### DATA LISTING
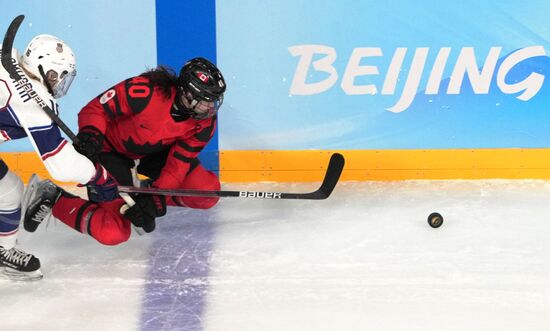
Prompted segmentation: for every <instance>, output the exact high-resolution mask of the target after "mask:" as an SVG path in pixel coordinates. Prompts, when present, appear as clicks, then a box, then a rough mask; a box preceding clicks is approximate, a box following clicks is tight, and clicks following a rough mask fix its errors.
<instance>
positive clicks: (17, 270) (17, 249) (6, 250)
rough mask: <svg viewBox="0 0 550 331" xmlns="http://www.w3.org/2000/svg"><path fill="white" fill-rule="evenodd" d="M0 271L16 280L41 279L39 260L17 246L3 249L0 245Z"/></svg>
mask: <svg viewBox="0 0 550 331" xmlns="http://www.w3.org/2000/svg"><path fill="white" fill-rule="evenodd" d="M0 272H1V273H2V275H4V276H5V277H7V278H9V279H11V280H17V281H29V280H39V279H42V277H43V275H42V272H41V271H40V260H39V259H38V258H37V257H35V256H34V255H32V254H28V253H25V252H23V251H21V250H19V249H17V248H12V249H5V248H4V247H2V246H0Z"/></svg>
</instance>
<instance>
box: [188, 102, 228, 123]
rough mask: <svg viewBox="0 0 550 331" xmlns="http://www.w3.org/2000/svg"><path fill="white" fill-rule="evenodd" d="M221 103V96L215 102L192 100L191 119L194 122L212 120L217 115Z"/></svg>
mask: <svg viewBox="0 0 550 331" xmlns="http://www.w3.org/2000/svg"><path fill="white" fill-rule="evenodd" d="M222 103H223V96H221V97H220V98H219V99H218V100H216V101H213V102H212V101H206V100H197V99H193V100H192V101H191V107H192V108H191V109H190V110H191V117H192V118H193V119H196V120H204V119H207V118H212V117H213V116H214V115H216V114H217V113H218V110H219V109H220V107H221V105H222Z"/></svg>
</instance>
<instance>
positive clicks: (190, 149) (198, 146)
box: [177, 140, 203, 153]
mask: <svg viewBox="0 0 550 331" xmlns="http://www.w3.org/2000/svg"><path fill="white" fill-rule="evenodd" d="M177 144H178V146H179V147H181V148H183V149H185V150H186V151H188V152H193V153H199V152H200V151H202V148H203V146H198V147H193V146H190V145H188V144H186V143H185V142H184V141H182V140H179V141H178V142H177Z"/></svg>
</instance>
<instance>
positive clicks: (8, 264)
mask: <svg viewBox="0 0 550 331" xmlns="http://www.w3.org/2000/svg"><path fill="white" fill-rule="evenodd" d="M12 58H13V59H14V60H15V61H14V62H15V63H14V64H15V67H16V70H17V71H18V72H19V74H20V75H21V76H22V77H23V78H25V79H24V80H23V81H21V82H20V83H19V84H17V83H16V82H15V81H14V80H12V79H11V78H10V76H9V74H8V72H6V70H5V69H4V68H3V67H2V68H0V143H4V142H7V141H9V140H14V139H21V138H25V137H28V138H29V140H30V142H31V144H32V146H33V148H34V150H35V152H36V153H37V154H38V155H39V156H40V159H41V160H42V162H43V163H44V165H45V167H46V169H47V170H48V172H49V174H50V175H51V176H52V177H53V178H54V179H55V180H58V181H63V182H78V183H81V184H84V185H88V186H89V187H91V188H93V191H94V192H96V194H98V197H95V198H96V200H102V199H103V200H112V199H114V198H116V197H117V189H116V181H115V180H114V179H113V178H112V176H110V174H109V173H108V172H107V171H106V170H105V169H104V168H103V167H102V166H101V165H99V164H96V165H94V164H93V163H92V162H91V161H90V160H88V159H87V158H86V157H85V156H83V155H81V154H79V153H78V152H76V150H75V149H74V148H73V145H72V144H70V143H68V142H67V140H65V139H64V138H63V137H62V136H61V132H60V129H59V128H58V126H57V125H56V124H55V123H53V122H52V120H51V119H50V118H49V117H48V115H47V114H46V113H45V112H44V111H43V110H42V108H41V107H40V106H39V105H38V104H37V103H36V101H35V100H34V99H33V98H32V97H31V95H30V94H31V93H32V90H34V92H36V93H37V94H38V95H39V96H40V97H41V98H42V100H44V101H45V102H46V103H47V104H48V106H49V107H50V108H51V109H53V110H54V111H56V112H57V111H58V105H57V103H56V99H58V98H61V97H62V96H64V95H65V94H66V93H67V91H68V90H69V87H70V86H71V83H72V81H73V79H74V77H75V76H76V61H75V56H74V53H73V51H72V50H71V48H70V47H69V46H68V45H67V44H66V43H64V42H63V41H62V40H60V39H58V38H56V37H54V36H51V35H39V36H37V37H35V38H34V39H33V40H32V41H31V42H30V43H29V45H28V46H27V48H26V49H25V51H24V53H23V54H22V55H21V56H19V55H18V52H17V50H16V49H13V50H12ZM29 88H31V89H29ZM29 91H30V92H29ZM23 188H24V186H23V182H22V181H21V179H20V178H19V177H18V176H17V175H16V174H15V173H13V172H12V171H10V170H9V169H8V166H7V165H6V163H5V162H4V161H2V159H1V158H0V270H1V271H2V273H3V274H4V275H6V276H8V277H9V278H10V279H15V280H38V279H41V278H42V273H41V271H40V261H39V259H38V258H36V257H35V256H34V255H32V254H29V253H26V252H24V251H22V250H19V249H17V248H15V245H16V236H17V232H18V229H19V223H20V218H21V198H22V195H23Z"/></svg>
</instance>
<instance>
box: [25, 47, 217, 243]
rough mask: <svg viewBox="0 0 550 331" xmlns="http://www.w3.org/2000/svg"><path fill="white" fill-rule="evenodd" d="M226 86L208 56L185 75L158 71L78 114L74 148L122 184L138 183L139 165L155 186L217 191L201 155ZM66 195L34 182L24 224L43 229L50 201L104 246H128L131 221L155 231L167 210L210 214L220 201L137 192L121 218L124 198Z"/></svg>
mask: <svg viewBox="0 0 550 331" xmlns="http://www.w3.org/2000/svg"><path fill="white" fill-rule="evenodd" d="M225 89H226V85H225V81H224V78H223V76H222V74H221V72H220V71H219V70H218V68H217V67H216V66H215V65H214V64H212V63H211V62H210V61H208V60H206V59H204V58H195V59H192V60H190V61H188V62H187V63H186V64H185V65H184V66H183V68H182V69H181V71H180V74H179V76H176V75H175V74H173V73H172V72H171V71H170V70H169V69H167V68H165V67H159V68H157V69H154V70H151V71H148V72H145V73H143V74H141V75H139V76H136V77H132V78H129V79H127V80H125V81H123V82H120V83H119V84H117V85H115V86H114V87H112V88H110V89H108V90H107V91H105V92H104V93H102V94H101V95H99V96H98V97H96V98H95V99H93V100H92V101H90V103H88V104H87V105H86V106H85V107H84V108H83V109H82V110H81V111H80V113H79V115H78V124H79V132H78V135H77V137H78V139H79V143H78V144H75V148H76V149H77V150H78V151H79V152H81V153H82V154H83V155H86V156H87V157H88V158H89V159H90V160H92V161H94V162H95V163H99V164H102V165H103V166H104V167H105V168H106V169H107V170H108V171H109V173H111V174H112V175H113V176H114V177H115V178H116V180H117V182H118V183H119V184H120V185H132V184H133V176H132V169H133V168H134V167H135V169H136V170H137V173H138V174H142V175H145V176H147V177H148V178H149V179H150V184H151V185H152V186H154V187H159V188H185V189H204V190H219V189H220V182H219V179H218V177H217V176H216V175H215V174H214V173H212V172H210V171H208V170H206V169H205V168H204V167H203V166H202V165H201V163H200V161H199V160H198V158H197V156H198V154H199V153H200V151H201V150H202V149H203V148H204V146H205V145H206V144H207V143H208V142H209V141H210V139H211V138H212V135H213V134H214V130H215V127H216V120H217V112H218V109H219V108H220V106H221V104H222V101H223V94H224V92H225ZM136 164H137V165H136ZM90 190H93V187H91V188H90V189H89V190H88V191H89V196H91V197H93V191H92V192H90ZM62 192H63V191H62V189H61V188H59V187H57V186H55V185H54V184H53V183H51V182H49V181H44V182H41V183H36V187H35V189H34V190H33V191H31V192H30V194H31V195H32V197H30V198H29V200H30V201H31V202H30V207H29V209H28V210H27V214H26V216H25V225H26V227H27V225H28V227H29V228H36V226H38V224H39V223H40V222H41V221H42V219H43V217H42V215H40V212H39V211H40V210H41V209H43V208H39V206H41V205H44V204H43V203H42V202H47V203H46V204H45V205H48V206H50V208H53V209H52V213H53V216H55V217H56V218H58V219H60V220H61V221H62V222H64V223H66V224H67V225H69V226H70V227H72V228H74V229H76V230H77V231H79V232H82V233H86V234H89V235H91V236H92V237H94V238H95V239H96V240H97V241H99V242H101V243H103V244H106V245H115V244H118V243H121V242H124V241H126V240H127V239H128V238H129V236H130V232H131V230H130V225H131V223H133V224H134V225H135V226H138V227H141V228H143V230H145V231H146V232H150V231H153V230H154V228H155V218H156V217H160V216H163V215H164V214H165V213H166V205H177V206H186V207H190V208H201V209H206V208H210V207H212V206H214V205H215V204H216V203H217V201H218V198H217V197H206V198H205V197H200V198H199V197H169V198H167V199H166V198H165V197H164V196H156V195H148V194H138V195H135V196H133V199H134V200H135V202H136V204H135V205H134V206H132V207H130V208H129V209H128V210H127V211H126V212H125V214H124V216H122V215H121V214H120V208H121V206H122V205H123V204H124V202H123V201H122V200H120V199H119V200H115V201H112V202H103V203H94V202H93V201H91V202H89V201H86V200H83V199H79V198H75V197H70V196H68V195H67V194H62ZM90 193H92V194H90ZM91 200H93V199H91ZM130 222H131V223H130Z"/></svg>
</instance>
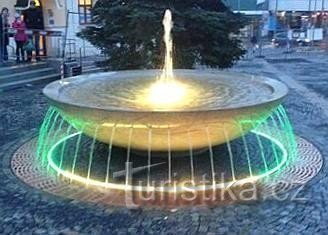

### PROBLEM REQUIREMENTS
Everything from the first line of the entries above through the line with "box: [188, 102, 228, 123]" should be duplicated exactly, except the pictures.

### SOLUTION FOR THIS EXERCISE
Prompted segmentation: for every <instance>, output the exact high-resolution mask of the target after "mask:" as an SVG path in pixel coordinates. Prompts, when present, appear as clicks, then a box, then a rough mask; a box preceding clicks is approximate, a box following clicks is tight, and clicks following a rough mask fix its errors.
<instance>
positive clicks: (17, 270) (17, 249) (6, 250)
rough mask: <svg viewBox="0 0 550 331" xmlns="http://www.w3.org/2000/svg"><path fill="white" fill-rule="evenodd" d="M0 271L16 280L41 279L39 260L17 246L3 249L0 245Z"/></svg>
mask: <svg viewBox="0 0 550 331" xmlns="http://www.w3.org/2000/svg"><path fill="white" fill-rule="evenodd" d="M0 272H1V273H2V275H4V276H5V277H7V278H9V279H11V280H17V281H29V280H39V279H42V277H43V275H42V272H41V271H40V260H39V259H38V258H37V257H35V256H34V255H32V254H28V253H25V252H23V251H21V250H19V249H17V248H12V249H5V248H4V247H2V246H0Z"/></svg>
</instance>
<instance>
box: [188, 102, 228, 123]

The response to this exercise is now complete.